Requirement - For the entries below, report every line that includes the word "black".

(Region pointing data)

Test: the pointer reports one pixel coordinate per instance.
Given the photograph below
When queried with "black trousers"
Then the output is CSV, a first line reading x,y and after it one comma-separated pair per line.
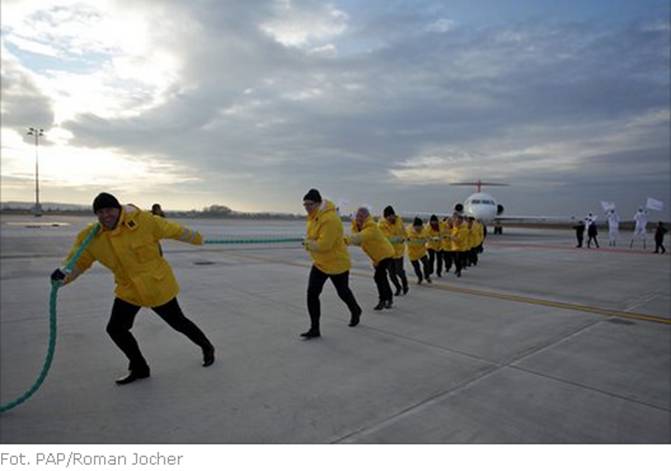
x,y
381,282
592,238
659,244
396,272
448,257
425,265
123,316
459,259
472,256
316,284
438,256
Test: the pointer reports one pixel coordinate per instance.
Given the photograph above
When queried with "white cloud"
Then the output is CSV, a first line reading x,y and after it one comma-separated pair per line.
x,y
298,27
441,25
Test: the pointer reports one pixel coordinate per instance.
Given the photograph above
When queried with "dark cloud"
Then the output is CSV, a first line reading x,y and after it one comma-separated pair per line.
x,y
23,104
278,116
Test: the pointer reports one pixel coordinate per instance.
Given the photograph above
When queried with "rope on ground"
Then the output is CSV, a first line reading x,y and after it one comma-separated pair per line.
x,y
55,286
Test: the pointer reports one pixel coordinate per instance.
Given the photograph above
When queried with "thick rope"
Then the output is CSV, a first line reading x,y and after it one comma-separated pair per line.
x,y
55,286
254,241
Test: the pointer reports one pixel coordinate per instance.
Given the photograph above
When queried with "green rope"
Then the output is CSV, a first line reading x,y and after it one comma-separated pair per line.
x,y
254,241
55,286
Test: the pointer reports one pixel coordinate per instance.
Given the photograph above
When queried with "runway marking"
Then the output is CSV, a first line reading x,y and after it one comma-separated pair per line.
x,y
564,247
507,297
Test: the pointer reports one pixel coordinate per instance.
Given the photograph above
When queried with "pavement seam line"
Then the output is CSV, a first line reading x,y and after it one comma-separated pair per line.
x,y
591,388
466,383
512,297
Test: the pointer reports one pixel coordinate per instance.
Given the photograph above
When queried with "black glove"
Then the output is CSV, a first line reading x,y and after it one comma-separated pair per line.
x,y
57,275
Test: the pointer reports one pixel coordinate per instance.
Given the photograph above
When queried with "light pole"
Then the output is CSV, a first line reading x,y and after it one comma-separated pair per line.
x,y
37,133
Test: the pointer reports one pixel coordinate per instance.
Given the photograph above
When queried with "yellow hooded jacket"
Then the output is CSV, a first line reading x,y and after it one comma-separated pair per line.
x,y
446,243
328,252
131,251
396,230
372,241
434,236
472,236
460,238
480,232
416,243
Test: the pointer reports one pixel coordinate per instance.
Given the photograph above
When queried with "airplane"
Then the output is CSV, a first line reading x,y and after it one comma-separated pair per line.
x,y
484,207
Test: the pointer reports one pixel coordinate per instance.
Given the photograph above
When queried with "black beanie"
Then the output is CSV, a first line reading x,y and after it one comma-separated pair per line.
x,y
105,200
313,195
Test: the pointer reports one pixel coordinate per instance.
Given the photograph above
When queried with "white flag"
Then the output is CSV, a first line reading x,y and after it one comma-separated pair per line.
x,y
654,204
607,205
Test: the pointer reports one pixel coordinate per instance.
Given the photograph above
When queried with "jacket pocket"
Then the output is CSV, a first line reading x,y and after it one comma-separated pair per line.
x,y
145,251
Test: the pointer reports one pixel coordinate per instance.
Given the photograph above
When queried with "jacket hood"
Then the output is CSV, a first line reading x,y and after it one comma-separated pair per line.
x,y
326,207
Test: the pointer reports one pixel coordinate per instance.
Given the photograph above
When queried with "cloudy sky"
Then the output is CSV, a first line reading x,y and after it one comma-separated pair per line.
x,y
251,103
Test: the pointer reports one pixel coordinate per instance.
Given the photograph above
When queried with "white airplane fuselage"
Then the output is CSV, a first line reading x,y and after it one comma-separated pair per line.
x,y
481,206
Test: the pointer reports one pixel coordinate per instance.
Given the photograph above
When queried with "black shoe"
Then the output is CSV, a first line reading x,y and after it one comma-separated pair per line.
x,y
208,355
310,334
132,376
354,320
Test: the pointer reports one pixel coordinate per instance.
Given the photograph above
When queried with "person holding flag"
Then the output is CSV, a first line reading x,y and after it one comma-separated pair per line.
x,y
613,227
641,220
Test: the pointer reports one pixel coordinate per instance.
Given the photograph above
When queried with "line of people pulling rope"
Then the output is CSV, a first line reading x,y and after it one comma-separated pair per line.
x,y
451,242
128,245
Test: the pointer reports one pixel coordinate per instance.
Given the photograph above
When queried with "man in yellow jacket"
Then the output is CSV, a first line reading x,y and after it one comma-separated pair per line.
x,y
368,235
435,233
326,245
417,237
393,229
127,244
459,239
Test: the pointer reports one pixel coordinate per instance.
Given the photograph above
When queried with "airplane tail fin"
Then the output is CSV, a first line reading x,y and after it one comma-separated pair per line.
x,y
479,184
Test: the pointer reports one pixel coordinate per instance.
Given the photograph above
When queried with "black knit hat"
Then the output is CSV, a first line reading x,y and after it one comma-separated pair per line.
x,y
105,200
313,195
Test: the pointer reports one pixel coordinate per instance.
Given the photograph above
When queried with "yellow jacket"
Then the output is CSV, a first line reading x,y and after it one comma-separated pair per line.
x,y
325,240
445,231
460,238
416,243
372,241
434,236
396,230
472,236
480,232
131,251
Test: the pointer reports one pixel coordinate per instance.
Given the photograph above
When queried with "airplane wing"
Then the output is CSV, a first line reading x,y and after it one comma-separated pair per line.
x,y
536,219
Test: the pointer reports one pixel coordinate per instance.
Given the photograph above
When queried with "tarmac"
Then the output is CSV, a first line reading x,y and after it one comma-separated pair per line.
x,y
540,343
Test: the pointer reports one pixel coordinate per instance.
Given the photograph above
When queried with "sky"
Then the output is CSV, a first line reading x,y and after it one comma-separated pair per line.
x,y
249,104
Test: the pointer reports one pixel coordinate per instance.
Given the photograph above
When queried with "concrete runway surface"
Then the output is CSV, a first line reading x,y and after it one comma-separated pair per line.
x,y
540,343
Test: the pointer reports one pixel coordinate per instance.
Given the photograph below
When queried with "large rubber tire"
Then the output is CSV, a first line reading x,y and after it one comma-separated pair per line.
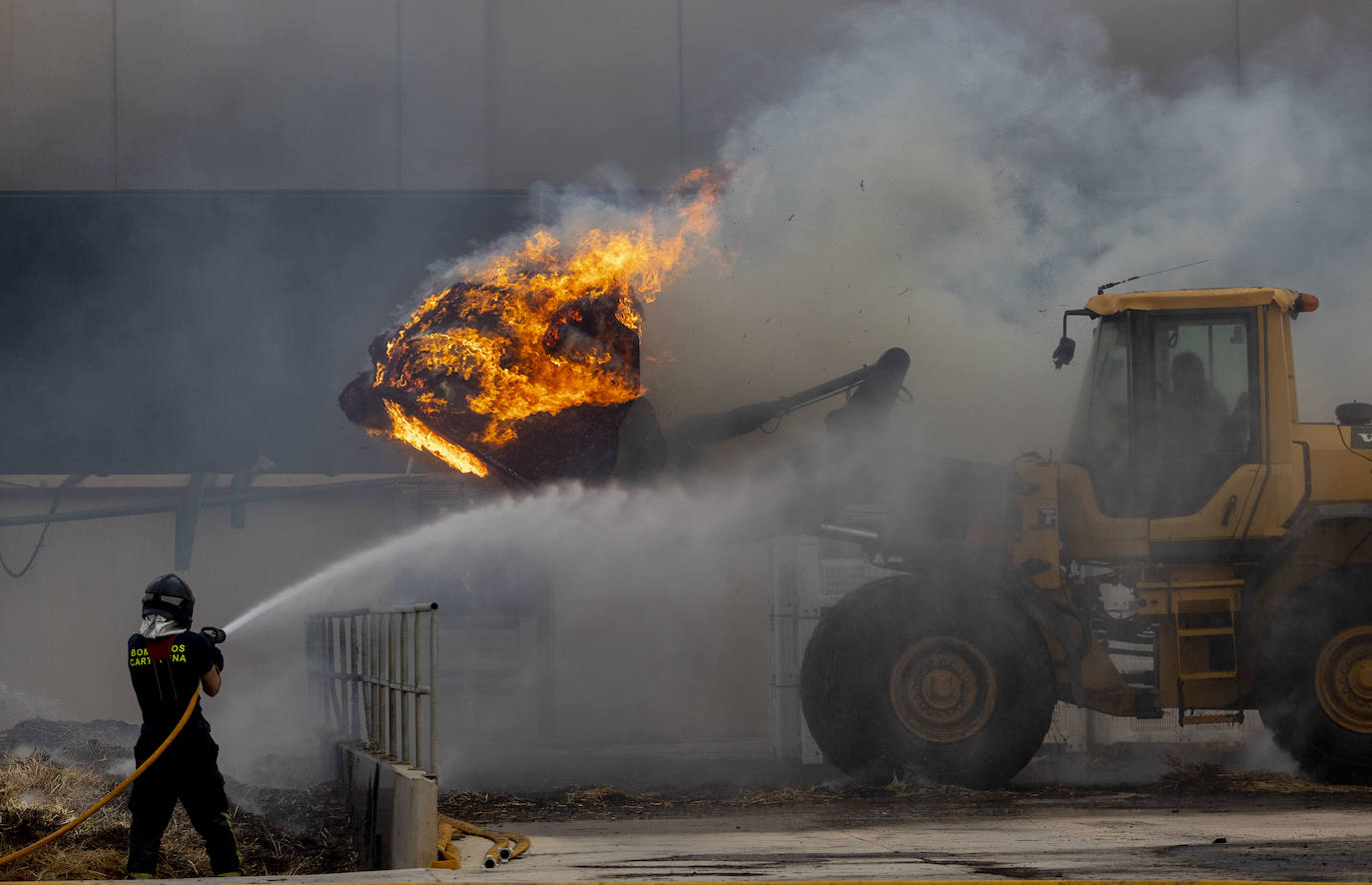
x,y
1314,676
931,679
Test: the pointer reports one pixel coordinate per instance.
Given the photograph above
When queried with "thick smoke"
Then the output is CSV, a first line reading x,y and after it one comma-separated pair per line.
x,y
650,642
951,182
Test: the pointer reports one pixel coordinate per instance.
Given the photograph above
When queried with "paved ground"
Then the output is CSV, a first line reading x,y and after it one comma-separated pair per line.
x,y
1308,844
1099,838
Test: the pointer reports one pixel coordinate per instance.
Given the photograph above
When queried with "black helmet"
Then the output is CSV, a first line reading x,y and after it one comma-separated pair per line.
x,y
172,597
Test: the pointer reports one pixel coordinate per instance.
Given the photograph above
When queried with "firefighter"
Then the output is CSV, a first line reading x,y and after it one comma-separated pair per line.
x,y
166,663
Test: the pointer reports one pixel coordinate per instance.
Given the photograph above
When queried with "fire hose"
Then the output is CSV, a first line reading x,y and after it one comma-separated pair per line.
x,y
503,845
118,789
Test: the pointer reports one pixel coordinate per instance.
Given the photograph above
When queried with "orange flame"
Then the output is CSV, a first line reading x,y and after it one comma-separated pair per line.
x,y
513,337
413,433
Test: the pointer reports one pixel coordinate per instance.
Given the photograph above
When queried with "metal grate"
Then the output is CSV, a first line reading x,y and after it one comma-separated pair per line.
x,y
372,674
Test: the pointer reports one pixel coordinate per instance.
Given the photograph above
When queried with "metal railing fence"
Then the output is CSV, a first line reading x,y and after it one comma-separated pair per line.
x,y
372,671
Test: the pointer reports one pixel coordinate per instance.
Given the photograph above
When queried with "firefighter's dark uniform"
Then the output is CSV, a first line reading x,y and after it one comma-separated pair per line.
x,y
165,674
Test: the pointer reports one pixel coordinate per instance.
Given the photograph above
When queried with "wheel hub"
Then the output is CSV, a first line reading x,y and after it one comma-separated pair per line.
x,y
1343,678
943,689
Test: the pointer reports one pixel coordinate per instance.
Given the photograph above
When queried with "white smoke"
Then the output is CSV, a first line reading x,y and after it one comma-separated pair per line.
x,y
949,182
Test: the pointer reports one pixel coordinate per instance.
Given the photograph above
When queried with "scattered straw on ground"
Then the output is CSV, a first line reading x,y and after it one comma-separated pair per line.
x,y
305,830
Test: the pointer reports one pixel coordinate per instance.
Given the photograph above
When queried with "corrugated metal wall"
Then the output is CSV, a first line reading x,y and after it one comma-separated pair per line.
x,y
458,94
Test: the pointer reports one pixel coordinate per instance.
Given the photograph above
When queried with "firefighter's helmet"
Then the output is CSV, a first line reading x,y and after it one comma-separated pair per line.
x,y
172,597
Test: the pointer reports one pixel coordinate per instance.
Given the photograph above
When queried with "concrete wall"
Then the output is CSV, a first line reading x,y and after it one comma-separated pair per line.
x,y
392,808
468,94
66,620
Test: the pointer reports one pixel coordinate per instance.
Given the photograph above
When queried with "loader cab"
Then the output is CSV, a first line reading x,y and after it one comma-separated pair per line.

Output for this exercise -
When queried with "black trousers"
When queried with "black glove"
When queried with "black beanie"
When queried with "black shoe"
When queried with "black knit hat"
When queried with "black helmet"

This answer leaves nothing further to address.